- **Material**
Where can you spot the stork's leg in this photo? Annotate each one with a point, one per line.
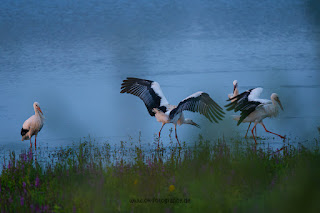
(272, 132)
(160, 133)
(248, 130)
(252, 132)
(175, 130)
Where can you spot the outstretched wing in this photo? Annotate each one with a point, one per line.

==

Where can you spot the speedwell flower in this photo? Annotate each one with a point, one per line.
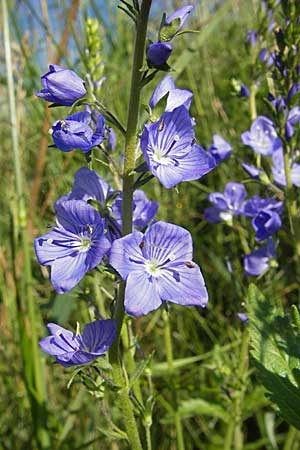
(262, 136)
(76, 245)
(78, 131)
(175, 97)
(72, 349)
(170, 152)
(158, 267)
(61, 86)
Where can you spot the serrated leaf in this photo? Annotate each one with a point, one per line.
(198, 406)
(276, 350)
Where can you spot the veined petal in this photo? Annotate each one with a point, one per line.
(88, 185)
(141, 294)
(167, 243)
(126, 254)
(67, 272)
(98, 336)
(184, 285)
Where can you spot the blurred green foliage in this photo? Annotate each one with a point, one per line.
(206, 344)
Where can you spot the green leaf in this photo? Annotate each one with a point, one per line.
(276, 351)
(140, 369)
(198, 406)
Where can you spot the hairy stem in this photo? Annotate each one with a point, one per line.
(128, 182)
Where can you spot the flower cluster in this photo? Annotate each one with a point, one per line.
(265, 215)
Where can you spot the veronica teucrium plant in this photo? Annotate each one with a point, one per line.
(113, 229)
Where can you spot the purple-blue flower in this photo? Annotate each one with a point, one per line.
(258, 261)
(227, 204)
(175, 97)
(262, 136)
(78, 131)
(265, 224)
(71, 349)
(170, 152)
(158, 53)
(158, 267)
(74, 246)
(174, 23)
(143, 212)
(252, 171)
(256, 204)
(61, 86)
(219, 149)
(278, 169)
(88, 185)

- **Description of the task**
Which of the lines above contain the string "green"? Show each of them in full.

- **Solution below**
Where can you spot the blurred green foliage in this photo? Annotate each one with a point, one per line.
Where can you spot the green leaf in this photo? Annotate each one with a point, one per line.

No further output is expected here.